### Aim of the task
Copy out, unchanged, every line from the start of the records to the line that contains "positive clicks: (1101, 550) (1092, 523)", and stop there.

### Data for processing
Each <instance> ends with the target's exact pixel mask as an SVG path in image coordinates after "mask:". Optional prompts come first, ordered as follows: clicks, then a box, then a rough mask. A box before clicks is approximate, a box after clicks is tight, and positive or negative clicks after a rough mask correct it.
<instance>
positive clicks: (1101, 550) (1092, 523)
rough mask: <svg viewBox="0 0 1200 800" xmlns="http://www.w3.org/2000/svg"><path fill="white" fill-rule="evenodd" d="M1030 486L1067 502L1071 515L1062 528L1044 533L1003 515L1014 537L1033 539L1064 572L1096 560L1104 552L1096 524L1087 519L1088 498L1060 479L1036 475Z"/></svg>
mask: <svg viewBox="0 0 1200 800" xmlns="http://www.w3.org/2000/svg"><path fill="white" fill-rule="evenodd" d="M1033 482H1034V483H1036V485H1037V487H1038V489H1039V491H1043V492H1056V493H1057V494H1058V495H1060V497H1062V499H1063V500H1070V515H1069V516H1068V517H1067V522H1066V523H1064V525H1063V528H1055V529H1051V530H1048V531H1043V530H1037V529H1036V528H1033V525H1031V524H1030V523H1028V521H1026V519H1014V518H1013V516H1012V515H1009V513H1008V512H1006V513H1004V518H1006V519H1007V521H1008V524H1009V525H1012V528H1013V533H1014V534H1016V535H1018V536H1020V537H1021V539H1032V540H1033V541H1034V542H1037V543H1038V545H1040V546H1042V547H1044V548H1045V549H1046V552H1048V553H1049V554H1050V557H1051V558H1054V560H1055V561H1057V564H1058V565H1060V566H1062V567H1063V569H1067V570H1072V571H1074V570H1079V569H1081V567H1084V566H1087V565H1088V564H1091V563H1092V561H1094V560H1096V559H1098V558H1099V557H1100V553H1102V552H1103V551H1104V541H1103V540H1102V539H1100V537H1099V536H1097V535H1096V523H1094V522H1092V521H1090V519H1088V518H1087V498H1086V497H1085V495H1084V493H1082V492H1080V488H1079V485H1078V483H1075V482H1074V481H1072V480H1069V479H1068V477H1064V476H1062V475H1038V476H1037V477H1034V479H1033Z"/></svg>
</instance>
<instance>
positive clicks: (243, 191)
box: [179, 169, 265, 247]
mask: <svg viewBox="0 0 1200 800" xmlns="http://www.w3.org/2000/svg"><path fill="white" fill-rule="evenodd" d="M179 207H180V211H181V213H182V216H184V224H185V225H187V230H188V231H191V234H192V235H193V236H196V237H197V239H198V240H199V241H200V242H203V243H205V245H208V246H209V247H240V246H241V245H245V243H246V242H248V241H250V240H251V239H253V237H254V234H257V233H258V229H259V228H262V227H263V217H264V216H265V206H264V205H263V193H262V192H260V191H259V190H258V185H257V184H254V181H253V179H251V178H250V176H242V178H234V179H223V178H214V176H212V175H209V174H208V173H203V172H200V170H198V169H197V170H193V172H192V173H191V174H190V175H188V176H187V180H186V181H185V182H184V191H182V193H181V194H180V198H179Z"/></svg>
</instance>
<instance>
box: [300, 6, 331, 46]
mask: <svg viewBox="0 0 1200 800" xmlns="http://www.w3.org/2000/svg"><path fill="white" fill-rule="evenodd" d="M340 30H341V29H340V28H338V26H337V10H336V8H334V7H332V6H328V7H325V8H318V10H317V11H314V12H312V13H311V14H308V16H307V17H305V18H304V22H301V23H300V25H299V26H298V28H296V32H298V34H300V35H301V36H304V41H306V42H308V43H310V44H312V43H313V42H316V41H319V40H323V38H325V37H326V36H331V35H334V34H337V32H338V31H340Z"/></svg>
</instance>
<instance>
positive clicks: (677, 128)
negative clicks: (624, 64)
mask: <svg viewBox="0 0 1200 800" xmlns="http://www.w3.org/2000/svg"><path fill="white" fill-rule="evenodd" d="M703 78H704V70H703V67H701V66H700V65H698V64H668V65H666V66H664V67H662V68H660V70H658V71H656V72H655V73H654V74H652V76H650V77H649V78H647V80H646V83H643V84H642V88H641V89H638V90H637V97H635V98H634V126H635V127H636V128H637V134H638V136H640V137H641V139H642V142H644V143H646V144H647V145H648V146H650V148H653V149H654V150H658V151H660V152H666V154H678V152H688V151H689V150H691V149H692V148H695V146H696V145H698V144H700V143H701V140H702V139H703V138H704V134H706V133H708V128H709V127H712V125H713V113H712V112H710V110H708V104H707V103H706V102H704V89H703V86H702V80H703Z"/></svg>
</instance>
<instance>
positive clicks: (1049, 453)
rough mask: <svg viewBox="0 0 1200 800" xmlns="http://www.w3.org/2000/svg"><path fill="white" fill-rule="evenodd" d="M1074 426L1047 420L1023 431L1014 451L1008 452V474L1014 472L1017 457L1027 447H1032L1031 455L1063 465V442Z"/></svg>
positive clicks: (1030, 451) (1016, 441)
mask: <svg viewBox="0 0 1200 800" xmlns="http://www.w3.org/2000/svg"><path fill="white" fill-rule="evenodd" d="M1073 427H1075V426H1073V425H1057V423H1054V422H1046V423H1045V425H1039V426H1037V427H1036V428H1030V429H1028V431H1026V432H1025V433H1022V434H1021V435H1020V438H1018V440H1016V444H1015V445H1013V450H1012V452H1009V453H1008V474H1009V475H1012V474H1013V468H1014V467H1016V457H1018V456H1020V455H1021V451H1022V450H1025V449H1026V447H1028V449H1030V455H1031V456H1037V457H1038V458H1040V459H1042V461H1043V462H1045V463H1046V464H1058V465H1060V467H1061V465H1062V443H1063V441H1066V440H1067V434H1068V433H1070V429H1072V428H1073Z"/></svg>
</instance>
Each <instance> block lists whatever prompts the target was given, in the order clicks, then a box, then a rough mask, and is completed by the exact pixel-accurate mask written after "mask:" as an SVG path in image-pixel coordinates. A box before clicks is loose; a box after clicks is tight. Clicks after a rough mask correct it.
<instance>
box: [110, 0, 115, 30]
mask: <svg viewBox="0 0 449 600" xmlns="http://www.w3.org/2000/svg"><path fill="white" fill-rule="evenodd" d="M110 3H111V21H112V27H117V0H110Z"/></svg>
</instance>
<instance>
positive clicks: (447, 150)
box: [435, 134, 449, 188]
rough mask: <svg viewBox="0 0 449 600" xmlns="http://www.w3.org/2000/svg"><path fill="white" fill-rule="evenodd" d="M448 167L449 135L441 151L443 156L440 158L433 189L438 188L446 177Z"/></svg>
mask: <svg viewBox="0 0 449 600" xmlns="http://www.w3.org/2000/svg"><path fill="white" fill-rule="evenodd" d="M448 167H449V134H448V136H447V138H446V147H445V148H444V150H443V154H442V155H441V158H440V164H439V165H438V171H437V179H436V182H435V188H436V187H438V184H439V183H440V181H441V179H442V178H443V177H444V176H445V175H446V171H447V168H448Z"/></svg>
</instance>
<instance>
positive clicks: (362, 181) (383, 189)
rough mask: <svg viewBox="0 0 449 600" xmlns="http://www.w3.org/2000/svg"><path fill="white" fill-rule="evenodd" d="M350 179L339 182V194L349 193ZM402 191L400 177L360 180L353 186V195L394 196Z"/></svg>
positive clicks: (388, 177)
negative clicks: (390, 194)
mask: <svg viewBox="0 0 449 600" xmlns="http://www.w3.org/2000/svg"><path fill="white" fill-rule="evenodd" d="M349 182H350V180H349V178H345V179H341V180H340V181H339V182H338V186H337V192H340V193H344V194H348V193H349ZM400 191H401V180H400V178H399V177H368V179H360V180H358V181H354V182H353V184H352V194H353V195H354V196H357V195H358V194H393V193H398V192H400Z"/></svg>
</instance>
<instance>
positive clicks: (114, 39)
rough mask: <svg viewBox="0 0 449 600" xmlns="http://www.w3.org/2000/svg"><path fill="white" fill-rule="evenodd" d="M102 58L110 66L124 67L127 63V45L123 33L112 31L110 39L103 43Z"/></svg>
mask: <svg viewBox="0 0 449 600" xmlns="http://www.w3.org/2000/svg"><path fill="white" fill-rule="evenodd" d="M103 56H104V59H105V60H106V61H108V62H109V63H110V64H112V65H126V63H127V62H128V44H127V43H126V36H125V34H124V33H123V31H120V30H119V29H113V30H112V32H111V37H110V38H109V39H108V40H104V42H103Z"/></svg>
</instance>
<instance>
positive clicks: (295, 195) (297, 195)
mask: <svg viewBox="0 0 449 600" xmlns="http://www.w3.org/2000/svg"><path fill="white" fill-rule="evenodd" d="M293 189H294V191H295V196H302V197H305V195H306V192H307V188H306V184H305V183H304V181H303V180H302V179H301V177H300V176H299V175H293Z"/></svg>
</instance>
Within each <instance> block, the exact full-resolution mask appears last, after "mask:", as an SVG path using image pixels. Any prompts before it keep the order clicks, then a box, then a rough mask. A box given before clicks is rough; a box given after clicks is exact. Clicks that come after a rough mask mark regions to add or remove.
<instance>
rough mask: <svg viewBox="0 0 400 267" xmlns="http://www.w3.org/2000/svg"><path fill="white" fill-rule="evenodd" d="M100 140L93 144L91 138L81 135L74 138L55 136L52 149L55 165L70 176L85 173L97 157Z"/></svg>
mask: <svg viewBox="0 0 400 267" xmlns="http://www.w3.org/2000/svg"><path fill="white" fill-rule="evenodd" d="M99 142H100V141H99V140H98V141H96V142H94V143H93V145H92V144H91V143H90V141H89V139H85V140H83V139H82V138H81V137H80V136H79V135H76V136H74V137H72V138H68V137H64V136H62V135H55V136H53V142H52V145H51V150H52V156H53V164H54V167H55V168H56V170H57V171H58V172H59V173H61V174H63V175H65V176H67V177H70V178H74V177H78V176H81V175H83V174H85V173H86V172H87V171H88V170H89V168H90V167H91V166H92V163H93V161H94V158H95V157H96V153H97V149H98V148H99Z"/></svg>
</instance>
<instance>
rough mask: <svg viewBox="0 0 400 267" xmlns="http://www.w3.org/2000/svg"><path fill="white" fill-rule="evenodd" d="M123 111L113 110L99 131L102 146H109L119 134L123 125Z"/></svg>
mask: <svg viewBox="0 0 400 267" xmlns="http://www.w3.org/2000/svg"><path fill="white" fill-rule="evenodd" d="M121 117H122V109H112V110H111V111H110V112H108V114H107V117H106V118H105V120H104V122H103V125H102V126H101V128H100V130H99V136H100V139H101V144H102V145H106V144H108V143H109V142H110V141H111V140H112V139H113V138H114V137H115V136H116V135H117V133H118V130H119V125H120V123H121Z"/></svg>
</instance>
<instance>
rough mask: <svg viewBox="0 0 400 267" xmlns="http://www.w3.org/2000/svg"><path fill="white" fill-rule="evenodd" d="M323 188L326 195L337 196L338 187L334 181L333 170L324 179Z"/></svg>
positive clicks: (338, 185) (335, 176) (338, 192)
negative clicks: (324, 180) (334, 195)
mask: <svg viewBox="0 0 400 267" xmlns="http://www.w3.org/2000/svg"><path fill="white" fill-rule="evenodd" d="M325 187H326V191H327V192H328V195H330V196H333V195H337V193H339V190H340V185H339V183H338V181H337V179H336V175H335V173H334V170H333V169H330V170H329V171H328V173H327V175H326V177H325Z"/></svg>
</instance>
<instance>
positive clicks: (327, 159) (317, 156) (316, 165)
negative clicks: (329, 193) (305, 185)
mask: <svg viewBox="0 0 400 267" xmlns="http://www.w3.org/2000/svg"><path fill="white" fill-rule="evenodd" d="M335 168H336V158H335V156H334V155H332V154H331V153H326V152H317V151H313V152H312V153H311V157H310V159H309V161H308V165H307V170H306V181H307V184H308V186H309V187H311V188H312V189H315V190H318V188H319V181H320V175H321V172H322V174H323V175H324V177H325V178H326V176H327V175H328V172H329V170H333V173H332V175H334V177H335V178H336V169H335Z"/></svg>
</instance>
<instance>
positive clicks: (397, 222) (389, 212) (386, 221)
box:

### Response
Each <instance> ends with the target's exact pixel mask as an SVG path in image coordinates after "mask:". Optional prompts come first, ordered as follows: clicks, then a box, then a rough mask. A box before clicks is approximate, a box after clicks is tight, and positive or negative clicks after a rough mask correct it.
<instance>
positive clicks: (1101, 550) (1092, 523)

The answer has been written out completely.